- _Texte_
━━━

Comment un sommelier français est devenu gaucho en Argentine (1)

Publié le par Jean Bernard

De Yohan Nguyen, le sommelier des tables étoilées, à Yohan Nguyen, le gaucho de la pampa.

De Yohan Nguyen, le sommelier des tables étoilées, à Yohan Nguyen, le gaucho de la pampa.

Comment un sommelier français est devenu gaucho en Argentine (1)
Comment un sommelier français est devenu gaucho en Argentine (1)
Comment un sommelier français est devenu gaucho en Argentine (1)
Comment un sommelier français est devenu gaucho en Argentine (1)

L’expérience d’une vie, voilà comment Yohan Nguyen résume les mois qui viennent de s'écouler. Lorrain, il avait jusque-là écrit son histoire dans l'univers de la restauration. En se formant au métier de sommelier à Dijon au lycée Le Castel puis en étoffant son CV avec un BTS obtenu à Metz au lycée Raymond-Mondon puis en travaillant dans des maisons d'exception aux côtés de chefs de tout premier plan, Olivier Nasti et Jean-Georges Klein. Installé ensuite au Luxembourg, il a remporté le titre de Meilleur sommelier du pays en 2018 non sans avoir été trois ans plus tôt finaliste du Trophée Duval-Leroy du Meilleur jeune sommelier de France. Mais il avait envie d'autre chose, d'une parenthèse lointaine. Découvrez son récit et voyagez avec lui...

━━━

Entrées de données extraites
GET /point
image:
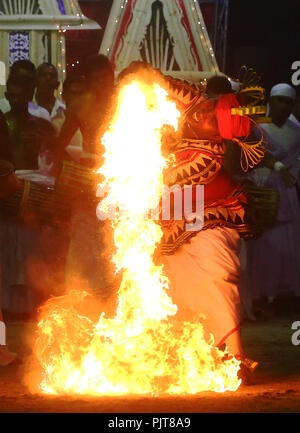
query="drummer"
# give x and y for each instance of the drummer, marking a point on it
(28, 133)
(28, 248)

━━━

- _Consignes de l'exercice_
- A) Résumez en deux phrases l'article consacré au parcours de Yohan Nguyen.
- B) Reproduisez l'intégralité du listing en substituant « guitarist » à « drummer », sans autre modification. N'incluez pas les images dans votre réponse.

- _Réponses par consigne_
- A) Lorrain formé au métier de sommelier à Dijon puis à Metz, Yohan Nguyen a travaillé dans des maisons d'exception aux côtés des chefs Olivier Nasti et Jean-Georges Klein, avant de s'installer au Luxembourg, où il a remporté le titre de Meilleur sommelier du pays en 2018 après avoir été finaliste du Trophée Duval-Leroy du Meilleur jeune sommelier de France trois ans plus tôt. Désireux d'autre chose et d'une parenthèse lointaine, ce sommelier des tables étoilées est devenu gaucho dans la pampa argentine.

- B)
GET /point
image:
query="guitarist"
# give x and y for each instance of the guitarist, marking a point on it
(28, 133)
(28, 248)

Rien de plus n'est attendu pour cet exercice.